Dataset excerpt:
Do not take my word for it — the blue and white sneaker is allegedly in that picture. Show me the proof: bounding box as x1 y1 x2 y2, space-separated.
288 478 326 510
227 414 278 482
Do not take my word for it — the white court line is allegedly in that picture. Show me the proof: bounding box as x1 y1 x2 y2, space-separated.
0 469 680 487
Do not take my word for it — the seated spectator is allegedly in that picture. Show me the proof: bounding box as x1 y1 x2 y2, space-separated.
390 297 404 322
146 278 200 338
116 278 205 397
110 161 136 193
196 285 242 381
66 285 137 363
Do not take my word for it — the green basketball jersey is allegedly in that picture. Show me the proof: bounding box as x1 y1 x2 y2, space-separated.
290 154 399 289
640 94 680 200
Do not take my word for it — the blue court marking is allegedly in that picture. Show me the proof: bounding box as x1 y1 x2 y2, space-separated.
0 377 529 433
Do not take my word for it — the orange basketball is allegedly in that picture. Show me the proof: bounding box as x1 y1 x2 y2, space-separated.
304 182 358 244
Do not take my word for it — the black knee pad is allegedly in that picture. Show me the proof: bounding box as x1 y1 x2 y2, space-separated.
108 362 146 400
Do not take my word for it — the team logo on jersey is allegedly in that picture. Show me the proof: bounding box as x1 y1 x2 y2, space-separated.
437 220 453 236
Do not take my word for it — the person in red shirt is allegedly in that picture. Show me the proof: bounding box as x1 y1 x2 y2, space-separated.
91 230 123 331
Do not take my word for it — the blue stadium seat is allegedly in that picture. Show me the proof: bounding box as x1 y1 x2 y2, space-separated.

**YOUR GOAL**
Copy the lines of the material above without any change. Begin at the line that contains "Do not take my word for it — the blue court" and stop after the line that contains "0 377 529 433".

**SOLUTION TO THIS TASK**
Do not take my word for it — the blue court marking is allegedly in that picture. Show me the proof: bounding box as x1 y1 x2 y2, space-separated.
0 377 529 433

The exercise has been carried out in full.